取り組む課題 ▸
a - 加賀東谷についての文章を読み、次の問いにそれぞれ答えてください。
(i) 加賀東谷は山中温泉から東へ何kmのところにありますか。
(ii) 加賀東谷が重伝建に選定されたのはいつですか。
(iii) 加賀東谷の伝統的建造物の基本スペックは何ですか。
b - 加賀東谷についての文章から、現在の加賀東谷を構成する集落の名前をすべて挙げてください。
c - 加賀東谷についての文章を、最後の文の後から書き継いでください。

本文抜粋 ▸
━━━━━━━━━━━━━━━━━━━━

石川県の南西端にある加賀市。
名湯、山中温泉と山代温泉があり、九谷焼の産地、そしてあのレディー・カガを輩出した北陸美人の産地でもある。
この加賀市に、「山村集落」の種別で重伝建(重要伝統的建造物群保存地区)になっている加賀東谷という地区があると聞いて、旅の道中ふらっと立ち寄った。
山中温泉から東へ8~10km。その距離とは裏腹に、ものすごい山深さを感じたのはそこが本当に山の中だったからだろう。
まず最初にたどり着いたのは、荒谷という集落だった。
加賀東谷のあらまし
大聖寺藩の領土だった東谷は、藩政時代から昭和初期まで炭焼き(木炭の製造)を生業としていた集落。
かつては人口も集落も今より数が多かったが、過疎化が進み現在は荒谷(あらたに)、今立(いまだち)、大土(おおづち)、杉水(すぎのみず)の4集落となっている。
重伝建に選定されたのは2011年11月。4つの集落はそれぞれ距離が離れているため、面積だけで言えば保存地区はかなり広い。
そのうち、杉水集落だけぽつんと孤立した位置関係だったため、時間の都合ではしょった。
実際問題、今立と大土を見れば十分じゃないかと個人的には思う。
今立集落
加賀東谷における伝統的建造物は、見た目はどこも同じような感じである。
基本スペックは赤い瓦の屋根と屋根の上にある煙出し。それゆえ、「赤瓦と煙出しの里」という名で呼ばれることもある。

━━━━━━━━━━━━━━━━━━━━

資料データ ▸
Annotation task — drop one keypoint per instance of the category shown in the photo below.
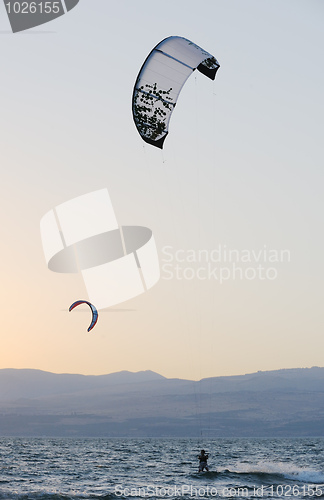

━━━━━━━━━━━━━━━━━━━━

課題の解答 ▸
a -
(i) 8~10km
(ii) 2011年11月
(iii) 赤い瓦の屋根と、屋根の上にある煙出し

b - 荒谷(あらたに)、今立(いまだち)、大土(おおづち)、杉水(すぎのみず)

c -
これが煙出し。
建物は明治前期から昭和30年代頃に建てられたもので、見ればかなり年季が入っているのがわかる。
家々は点在しているのでそこまで統一感はないが、切妻造の妻入が多く、見た目が似ているという点においては統一感があると言えよう。
大土集落へ
今立集落の時点でとんでもないところに来てしまった感をひしひしと感じていたが、自然の猛威とは無縁な都会の旅人を恐怖のどん底に叩き落とすには十分すぎる破壊力を持った看板がそこには立っていた。
熊出没中 注意!!
Σ( ̄ロ ̄lll)
((((;゚Д゚)))ガクガクブルブル
怯えながらけもの道のような林道を慎重に走って行く。
周囲の景色は、まるで選ばれし者だけがたどり着ける山奥の秘境のようでしかなかった。恐怖に打ち勝ち、熊との壮絶なストリートファイトを制した真の勇者のみが足を踏み入れることができる伝説の集落。
そんなイマジネーション妄想をくり広げながら、たどり着いた大土集落。
そこはひいき目に見ても限界集落でしかありませんでした。
人の営みがそこにあること自体、奇跡としか思えないような山の中に大土集落はあった。
だが、同時に気がついた。
独特の家並みを持った集落が、田畑や河川、豊かな自然環境と調和の取れた状態で残っている。
かつての日本ではよく見られたに違いない美しい山村風景を今に残す加賀東谷。
こういう地域こそ、後世に残すべき日本の資産ではないかと言う思いが現地を訪れたことでより鮮明になった。
重伝建にも色々あって、商業主義を前面に押し出しているつまらない場所があれば、ここのようにただ住民がそこで暮らしているだけという“すっぴん”の町並みもある。
どちらがいいかは人それぞれだろう。
けど、本当に大事なのは何が食べられるとかアクセスの良し悪しとかそういう観光色なんかではなくて、その土地がどういう歴史的背景のもとに、どういう普遍的価値を持っているのか。
現地でそういうことを知ったり住民と話をしたりするほうが、旅の思い出だってよっぽど彩り深いものになると思うんだけどな。
5月らしく、芝桜が咲いていた。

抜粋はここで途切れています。